[What the exercise asks] Write out the records below, between the lines holding "Note: point out the patterned" and "point(540, 345)", inclusive, as a two-column CSV with the headers "text" and "target". Give one row per record, with its text and its answer each in a single quoted field and line breaks replaced by spaces.

● ● ● ●

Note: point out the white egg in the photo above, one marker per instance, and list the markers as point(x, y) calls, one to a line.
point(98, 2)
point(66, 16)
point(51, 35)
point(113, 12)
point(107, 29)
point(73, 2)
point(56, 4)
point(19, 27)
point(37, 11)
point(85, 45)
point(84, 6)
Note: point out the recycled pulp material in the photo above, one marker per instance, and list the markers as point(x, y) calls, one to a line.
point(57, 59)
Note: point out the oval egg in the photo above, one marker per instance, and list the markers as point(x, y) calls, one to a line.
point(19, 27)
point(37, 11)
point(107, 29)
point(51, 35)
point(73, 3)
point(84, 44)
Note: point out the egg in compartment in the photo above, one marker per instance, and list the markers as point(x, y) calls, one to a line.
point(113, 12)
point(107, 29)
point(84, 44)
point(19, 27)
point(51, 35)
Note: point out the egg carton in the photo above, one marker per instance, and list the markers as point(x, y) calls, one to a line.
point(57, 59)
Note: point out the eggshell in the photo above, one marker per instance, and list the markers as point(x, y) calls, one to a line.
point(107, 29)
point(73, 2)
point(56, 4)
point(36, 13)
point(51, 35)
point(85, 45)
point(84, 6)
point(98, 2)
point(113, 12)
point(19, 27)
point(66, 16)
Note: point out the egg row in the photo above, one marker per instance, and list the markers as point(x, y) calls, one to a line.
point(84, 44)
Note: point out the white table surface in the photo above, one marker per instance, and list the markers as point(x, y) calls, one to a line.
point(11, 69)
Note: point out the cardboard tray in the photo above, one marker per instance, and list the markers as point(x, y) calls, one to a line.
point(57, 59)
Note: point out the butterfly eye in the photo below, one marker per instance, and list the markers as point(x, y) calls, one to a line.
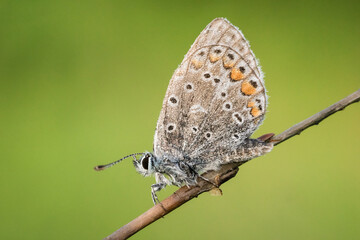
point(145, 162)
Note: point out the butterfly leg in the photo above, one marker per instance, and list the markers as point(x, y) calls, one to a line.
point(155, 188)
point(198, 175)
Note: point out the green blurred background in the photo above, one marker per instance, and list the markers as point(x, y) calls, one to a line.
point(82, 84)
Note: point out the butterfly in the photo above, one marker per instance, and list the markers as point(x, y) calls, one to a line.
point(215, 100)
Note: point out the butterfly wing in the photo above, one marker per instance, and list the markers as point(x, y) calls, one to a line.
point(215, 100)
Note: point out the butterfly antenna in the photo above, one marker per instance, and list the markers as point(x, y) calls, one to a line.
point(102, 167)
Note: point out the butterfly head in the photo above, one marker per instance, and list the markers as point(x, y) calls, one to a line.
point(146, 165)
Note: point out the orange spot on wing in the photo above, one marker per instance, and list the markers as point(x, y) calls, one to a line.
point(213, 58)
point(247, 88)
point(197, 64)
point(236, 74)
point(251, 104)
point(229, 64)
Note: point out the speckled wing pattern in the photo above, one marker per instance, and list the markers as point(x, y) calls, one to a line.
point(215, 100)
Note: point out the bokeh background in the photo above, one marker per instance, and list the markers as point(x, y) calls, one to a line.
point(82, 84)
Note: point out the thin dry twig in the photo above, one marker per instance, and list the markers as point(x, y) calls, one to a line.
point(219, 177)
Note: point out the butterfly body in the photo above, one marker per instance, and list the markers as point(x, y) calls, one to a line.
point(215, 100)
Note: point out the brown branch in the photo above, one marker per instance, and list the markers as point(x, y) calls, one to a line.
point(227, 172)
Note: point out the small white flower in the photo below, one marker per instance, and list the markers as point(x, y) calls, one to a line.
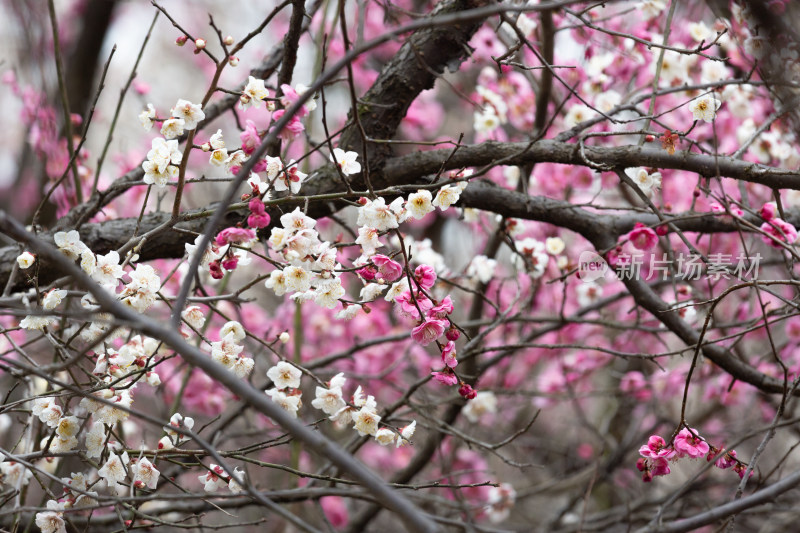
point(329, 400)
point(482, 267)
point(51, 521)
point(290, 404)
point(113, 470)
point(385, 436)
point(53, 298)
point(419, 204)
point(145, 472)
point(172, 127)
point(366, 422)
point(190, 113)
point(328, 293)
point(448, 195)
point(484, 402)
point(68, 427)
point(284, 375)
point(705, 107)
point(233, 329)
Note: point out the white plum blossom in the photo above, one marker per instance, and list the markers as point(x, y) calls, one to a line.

● ● ● ●

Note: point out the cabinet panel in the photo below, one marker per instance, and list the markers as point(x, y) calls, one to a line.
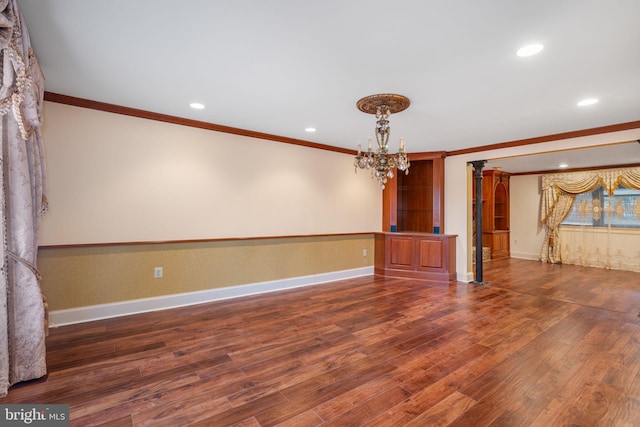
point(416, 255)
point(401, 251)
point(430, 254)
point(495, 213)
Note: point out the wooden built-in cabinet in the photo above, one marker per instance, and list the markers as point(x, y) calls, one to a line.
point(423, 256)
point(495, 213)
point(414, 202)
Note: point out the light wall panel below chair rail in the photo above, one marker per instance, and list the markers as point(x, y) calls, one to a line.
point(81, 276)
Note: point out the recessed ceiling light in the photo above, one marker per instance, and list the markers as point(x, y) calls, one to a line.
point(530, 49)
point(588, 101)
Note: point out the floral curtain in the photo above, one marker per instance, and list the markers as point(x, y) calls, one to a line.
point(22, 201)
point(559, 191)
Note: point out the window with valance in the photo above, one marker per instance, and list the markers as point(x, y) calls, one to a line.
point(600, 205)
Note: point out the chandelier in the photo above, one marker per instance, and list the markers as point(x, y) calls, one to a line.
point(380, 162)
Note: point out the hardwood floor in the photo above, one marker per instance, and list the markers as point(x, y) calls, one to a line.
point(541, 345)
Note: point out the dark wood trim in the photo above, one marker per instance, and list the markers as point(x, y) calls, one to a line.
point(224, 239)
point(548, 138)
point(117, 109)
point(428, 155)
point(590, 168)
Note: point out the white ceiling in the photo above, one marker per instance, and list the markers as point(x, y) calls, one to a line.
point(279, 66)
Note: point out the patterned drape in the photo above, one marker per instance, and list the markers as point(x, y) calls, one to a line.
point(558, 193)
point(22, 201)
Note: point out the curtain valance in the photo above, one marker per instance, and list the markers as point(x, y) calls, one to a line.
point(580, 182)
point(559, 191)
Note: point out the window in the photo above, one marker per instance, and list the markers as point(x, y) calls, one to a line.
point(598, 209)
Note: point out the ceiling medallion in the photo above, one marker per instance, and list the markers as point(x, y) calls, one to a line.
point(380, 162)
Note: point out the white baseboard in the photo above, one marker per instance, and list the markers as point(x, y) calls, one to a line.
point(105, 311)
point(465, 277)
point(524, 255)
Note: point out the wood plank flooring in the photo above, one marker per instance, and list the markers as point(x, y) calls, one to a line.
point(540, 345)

● ● ● ●

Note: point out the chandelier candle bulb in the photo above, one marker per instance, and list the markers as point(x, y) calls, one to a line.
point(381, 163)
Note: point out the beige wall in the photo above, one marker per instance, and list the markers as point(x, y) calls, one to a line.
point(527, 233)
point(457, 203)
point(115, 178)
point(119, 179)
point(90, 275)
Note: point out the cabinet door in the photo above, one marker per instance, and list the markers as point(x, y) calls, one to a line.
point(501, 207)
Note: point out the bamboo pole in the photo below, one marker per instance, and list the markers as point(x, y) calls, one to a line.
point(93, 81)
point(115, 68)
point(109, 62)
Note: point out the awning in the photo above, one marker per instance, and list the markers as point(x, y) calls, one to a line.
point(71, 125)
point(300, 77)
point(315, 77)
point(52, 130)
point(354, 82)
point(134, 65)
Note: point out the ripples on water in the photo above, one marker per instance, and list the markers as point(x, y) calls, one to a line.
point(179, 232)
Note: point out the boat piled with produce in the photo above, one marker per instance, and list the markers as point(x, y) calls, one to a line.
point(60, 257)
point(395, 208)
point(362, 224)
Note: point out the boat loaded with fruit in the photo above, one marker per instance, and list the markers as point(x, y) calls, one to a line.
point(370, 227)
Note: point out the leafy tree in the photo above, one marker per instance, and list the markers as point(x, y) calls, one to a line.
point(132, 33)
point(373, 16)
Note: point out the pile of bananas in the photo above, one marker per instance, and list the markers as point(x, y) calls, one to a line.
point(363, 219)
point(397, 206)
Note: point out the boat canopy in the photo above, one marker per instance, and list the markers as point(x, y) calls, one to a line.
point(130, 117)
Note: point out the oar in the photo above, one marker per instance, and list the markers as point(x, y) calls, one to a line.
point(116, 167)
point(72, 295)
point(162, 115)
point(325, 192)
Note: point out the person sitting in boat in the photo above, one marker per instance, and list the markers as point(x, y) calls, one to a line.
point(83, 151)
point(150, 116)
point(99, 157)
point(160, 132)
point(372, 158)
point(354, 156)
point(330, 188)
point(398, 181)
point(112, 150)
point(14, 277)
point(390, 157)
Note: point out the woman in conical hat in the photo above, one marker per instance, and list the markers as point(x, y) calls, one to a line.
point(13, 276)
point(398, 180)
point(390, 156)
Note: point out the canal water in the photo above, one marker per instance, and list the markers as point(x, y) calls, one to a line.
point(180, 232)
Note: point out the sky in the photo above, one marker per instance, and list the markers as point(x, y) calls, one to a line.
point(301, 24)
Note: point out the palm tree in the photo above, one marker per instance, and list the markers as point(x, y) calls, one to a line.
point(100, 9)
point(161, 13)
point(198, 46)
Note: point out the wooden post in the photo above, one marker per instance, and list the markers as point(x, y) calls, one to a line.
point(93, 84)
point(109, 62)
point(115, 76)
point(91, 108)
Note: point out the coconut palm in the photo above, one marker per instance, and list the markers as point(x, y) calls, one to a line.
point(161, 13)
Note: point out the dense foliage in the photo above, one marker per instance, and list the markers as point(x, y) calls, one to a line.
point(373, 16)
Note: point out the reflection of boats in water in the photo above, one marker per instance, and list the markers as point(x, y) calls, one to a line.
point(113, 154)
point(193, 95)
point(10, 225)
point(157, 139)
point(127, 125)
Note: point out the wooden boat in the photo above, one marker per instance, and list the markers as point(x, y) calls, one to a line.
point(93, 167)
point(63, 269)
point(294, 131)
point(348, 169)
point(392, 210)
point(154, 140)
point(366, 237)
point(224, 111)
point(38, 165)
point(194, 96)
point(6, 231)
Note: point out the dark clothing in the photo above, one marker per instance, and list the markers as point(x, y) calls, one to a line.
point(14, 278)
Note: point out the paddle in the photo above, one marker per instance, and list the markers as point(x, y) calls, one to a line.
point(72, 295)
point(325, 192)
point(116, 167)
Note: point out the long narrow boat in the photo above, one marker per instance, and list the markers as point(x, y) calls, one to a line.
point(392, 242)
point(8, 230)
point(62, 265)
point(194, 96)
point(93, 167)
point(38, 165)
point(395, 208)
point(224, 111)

● ● ● ●

[Full solution]
text,target
"Note: point out the patterned drape in the photo above, one marker per instance, and list the markers as point(x, y) calls, one to a line.","point(558, 193) point(22, 201)"
"Note: point out the curtain valance in the photo above, one marker per instance, and list the markers as point(x, y) calls, one to a line.","point(580, 182) point(559, 191)"
"Note: point out the window in the photo above, one marker per instance, and list the markers as point(x, y) calls, one to a line.","point(598, 209)"
"Note: point out the ceiling medallion in the photo above, one marker per instance, and list the markers as point(x, y) calls, one to a line.","point(380, 162)"
"Note: point out the white baseboard in the photo above, one marker per instance, and list the markers as point(x, y) calls, one to a line.","point(105, 311) point(465, 277) point(524, 255)"
"Note: point out the wood plank flooring in the photo above, one marker per instance, and list the markers as point(x, y) calls, one to a line.","point(540, 345)"